• _Excerpt to read_:
◇ ◇ ◇

For the record, I was never for the Cam Cameron hiring. And you’ll never find anything on the internet – or the outernet – that says I was.
Yes, John Beck looks like anything but the Dolphins’ quarterback of the future. But look at the early-career resume of Phil Simms with the Giants and John Elway with Denver. It would be polite to say they struggled early in New York and Denver. Really, they stunk. But they hung around long enough to get a hard shell and some experience, and they became two of the best quarterbacks of their era, obviously.
I’m not predicting superstardom for John Beck. But, if he does become the next Tom Brady, can’t say I didn’t warn ya. If he flames out, can’t say I didn’t warn ya.
A month ago, Brad Childress looked like he might be in over his head, and Vikings quarterback Tarvaris Jackson was overmatched. Minnesota fans were thinking, “Hmmm. Donovan McNabb sure will look good in purple next year.”

◇ ◇ ◇

• _Goal A_: According to the football column, which two quarterbacks struggled early in their careers before becoming two of the best of their era?

◇ ◇ ◇

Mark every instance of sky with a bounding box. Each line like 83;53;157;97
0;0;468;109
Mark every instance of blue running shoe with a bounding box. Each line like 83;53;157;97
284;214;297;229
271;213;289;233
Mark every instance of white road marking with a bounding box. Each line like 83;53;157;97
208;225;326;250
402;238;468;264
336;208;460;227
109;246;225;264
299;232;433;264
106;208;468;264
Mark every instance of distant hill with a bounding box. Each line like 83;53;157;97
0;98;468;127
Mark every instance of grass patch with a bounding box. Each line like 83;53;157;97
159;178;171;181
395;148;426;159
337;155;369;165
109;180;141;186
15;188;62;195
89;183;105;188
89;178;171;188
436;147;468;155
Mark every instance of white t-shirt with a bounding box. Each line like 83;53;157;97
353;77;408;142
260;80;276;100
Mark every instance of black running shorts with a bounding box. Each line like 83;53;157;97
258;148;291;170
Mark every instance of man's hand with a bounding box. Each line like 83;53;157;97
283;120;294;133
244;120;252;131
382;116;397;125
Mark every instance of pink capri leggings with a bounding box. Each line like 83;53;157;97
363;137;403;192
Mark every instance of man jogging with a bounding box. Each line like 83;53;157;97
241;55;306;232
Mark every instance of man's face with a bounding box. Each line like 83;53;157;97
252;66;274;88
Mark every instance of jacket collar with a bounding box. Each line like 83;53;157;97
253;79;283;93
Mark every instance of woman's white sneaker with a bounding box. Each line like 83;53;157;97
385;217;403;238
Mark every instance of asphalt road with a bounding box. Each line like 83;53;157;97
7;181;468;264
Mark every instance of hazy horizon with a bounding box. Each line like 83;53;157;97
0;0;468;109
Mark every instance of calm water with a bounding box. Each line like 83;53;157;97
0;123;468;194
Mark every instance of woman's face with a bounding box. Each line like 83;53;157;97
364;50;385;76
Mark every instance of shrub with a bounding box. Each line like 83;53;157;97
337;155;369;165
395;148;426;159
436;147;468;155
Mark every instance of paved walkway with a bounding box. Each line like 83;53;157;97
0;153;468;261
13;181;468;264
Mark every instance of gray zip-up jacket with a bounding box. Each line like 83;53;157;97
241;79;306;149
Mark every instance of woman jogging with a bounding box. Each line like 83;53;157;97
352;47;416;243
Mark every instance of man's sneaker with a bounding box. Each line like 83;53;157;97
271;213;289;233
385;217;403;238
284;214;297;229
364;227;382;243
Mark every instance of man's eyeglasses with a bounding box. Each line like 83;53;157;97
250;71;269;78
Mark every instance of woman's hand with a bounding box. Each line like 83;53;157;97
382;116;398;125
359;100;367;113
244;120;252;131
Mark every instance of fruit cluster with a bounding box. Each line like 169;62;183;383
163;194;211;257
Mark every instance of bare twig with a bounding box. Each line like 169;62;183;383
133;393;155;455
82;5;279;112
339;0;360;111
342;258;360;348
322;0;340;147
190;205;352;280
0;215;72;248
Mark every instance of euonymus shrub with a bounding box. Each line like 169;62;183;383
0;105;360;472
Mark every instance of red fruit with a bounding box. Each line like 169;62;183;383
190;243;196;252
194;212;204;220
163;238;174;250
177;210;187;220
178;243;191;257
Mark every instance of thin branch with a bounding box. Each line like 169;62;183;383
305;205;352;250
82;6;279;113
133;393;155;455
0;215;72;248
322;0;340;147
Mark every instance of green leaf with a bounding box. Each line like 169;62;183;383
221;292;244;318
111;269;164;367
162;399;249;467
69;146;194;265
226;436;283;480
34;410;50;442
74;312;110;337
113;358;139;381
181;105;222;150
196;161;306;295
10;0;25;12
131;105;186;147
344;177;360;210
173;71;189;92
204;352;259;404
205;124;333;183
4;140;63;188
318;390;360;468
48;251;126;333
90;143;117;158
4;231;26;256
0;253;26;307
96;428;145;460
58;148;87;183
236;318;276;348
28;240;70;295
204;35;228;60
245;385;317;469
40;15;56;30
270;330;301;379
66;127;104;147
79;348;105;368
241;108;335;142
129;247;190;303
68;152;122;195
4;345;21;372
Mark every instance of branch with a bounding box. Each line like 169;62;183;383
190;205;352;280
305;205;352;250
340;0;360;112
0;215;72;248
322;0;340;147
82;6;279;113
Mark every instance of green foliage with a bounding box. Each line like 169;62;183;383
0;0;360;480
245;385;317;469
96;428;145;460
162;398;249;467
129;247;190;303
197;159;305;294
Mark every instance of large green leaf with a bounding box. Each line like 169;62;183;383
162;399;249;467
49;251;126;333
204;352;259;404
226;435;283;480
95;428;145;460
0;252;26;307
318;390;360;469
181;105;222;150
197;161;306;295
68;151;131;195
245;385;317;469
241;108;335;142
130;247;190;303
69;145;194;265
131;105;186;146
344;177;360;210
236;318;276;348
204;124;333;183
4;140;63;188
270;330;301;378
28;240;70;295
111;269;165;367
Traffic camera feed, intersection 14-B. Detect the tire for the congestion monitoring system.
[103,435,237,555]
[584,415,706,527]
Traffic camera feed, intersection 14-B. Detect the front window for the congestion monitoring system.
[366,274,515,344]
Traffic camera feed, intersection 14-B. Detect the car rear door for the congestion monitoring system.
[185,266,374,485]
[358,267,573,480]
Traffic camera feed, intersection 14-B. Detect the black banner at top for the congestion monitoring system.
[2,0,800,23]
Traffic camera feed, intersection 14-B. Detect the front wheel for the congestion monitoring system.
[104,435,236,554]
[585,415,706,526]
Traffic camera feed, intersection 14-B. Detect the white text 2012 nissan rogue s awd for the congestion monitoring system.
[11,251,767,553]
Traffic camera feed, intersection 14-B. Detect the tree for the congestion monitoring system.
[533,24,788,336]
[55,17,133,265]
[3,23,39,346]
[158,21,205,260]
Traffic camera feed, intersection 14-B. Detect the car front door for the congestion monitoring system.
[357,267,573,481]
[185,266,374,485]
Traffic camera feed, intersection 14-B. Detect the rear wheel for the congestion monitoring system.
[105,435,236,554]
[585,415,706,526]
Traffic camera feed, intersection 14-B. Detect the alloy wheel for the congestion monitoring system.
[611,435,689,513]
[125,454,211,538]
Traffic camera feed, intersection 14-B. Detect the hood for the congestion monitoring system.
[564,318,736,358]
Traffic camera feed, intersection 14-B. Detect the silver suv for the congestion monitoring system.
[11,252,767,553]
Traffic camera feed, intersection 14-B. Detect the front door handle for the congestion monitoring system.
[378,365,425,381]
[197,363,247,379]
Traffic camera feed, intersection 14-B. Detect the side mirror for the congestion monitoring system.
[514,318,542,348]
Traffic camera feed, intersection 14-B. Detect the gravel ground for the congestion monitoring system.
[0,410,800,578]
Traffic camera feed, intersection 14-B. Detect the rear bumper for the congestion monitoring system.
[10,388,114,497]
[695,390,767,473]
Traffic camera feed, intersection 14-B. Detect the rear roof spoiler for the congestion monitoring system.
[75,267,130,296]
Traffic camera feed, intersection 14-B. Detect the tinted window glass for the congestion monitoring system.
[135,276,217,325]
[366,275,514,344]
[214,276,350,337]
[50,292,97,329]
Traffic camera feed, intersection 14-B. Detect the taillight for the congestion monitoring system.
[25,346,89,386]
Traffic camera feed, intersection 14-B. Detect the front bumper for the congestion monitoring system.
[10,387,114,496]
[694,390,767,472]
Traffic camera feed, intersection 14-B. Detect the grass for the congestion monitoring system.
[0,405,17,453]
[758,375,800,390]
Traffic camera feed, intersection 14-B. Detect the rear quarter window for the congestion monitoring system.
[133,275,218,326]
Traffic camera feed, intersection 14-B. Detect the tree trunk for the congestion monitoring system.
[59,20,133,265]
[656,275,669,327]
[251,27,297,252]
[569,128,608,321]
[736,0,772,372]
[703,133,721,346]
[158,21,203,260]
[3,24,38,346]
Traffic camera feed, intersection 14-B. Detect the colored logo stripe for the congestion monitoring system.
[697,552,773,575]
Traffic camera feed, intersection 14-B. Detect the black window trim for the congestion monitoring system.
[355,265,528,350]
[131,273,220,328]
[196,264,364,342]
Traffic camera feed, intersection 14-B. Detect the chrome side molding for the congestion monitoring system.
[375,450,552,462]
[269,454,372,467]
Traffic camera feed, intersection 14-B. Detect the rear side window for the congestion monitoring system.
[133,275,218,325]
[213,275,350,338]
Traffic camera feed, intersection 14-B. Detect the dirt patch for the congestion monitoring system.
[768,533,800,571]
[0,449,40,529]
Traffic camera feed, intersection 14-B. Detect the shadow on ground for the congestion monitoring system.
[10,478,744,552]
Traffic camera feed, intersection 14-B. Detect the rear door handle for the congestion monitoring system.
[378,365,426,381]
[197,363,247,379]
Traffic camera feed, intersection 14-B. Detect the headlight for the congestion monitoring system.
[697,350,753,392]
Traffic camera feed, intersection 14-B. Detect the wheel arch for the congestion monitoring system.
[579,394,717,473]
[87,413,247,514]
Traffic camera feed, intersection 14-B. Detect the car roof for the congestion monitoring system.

◇ ◇ ◇

• _Goal B_: From the records, reproduce the lines beginning with the one containing "Traffic camera feed, intersection 14-B. Detect the hood" and going on through the one containing "[133,275,218,326]", both included, and nothing else.

• _Complete response A_: Phil Simms and John Elway.

• _Complete response B_:
Traffic camera feed, intersection 14-B. Detect the hood for the congestion monitoring system.
[564,318,736,358]
Traffic camera feed, intersection 14-B. Detect the silver suv for the congestion monitoring system.
[11,252,767,553]
Traffic camera feed, intersection 14-B. Detect the front door handle for the congestion monitoring system.
[378,365,425,381]
[197,363,247,379]
Traffic camera feed, intersection 14-B. Detect the side mirror for the congestion monitoring system.
[514,318,542,348]
Traffic camera feed, intersection 14-B. Detect the gravel ground for the congestion monitoring system.
[0,410,800,578]
Traffic camera feed, intersection 14-B. Detect the rear bumper for the congestion monitoring system.
[10,388,114,497]
[695,390,767,473]
Traffic camera feed, intersection 14-B. Detect the rear roof spoiler for the congestion monitoring system.
[75,267,130,296]
Traffic camera feed, intersection 14-B. Detect the tinted window glass for the congestion monitoring system.
[135,276,217,325]
[366,275,514,344]
[214,276,350,337]
[50,292,97,329]
Traffic camera feed, intersection 14-B. Detect the taillight for the congestion monitoring system.
[25,346,89,386]
Traffic camera feed, intersection 14-B. Detect the front bumper for the congestion monitoring system.
[10,387,114,496]
[694,390,767,472]
Traffic camera feed, intersection 14-B. Detect the grass for the congestion monitoring system.
[0,405,17,453]
[758,375,800,390]
Traffic camera feed, intersection 14-B. Detect the rear quarter window for the congestion monitoring system.
[133,275,218,326]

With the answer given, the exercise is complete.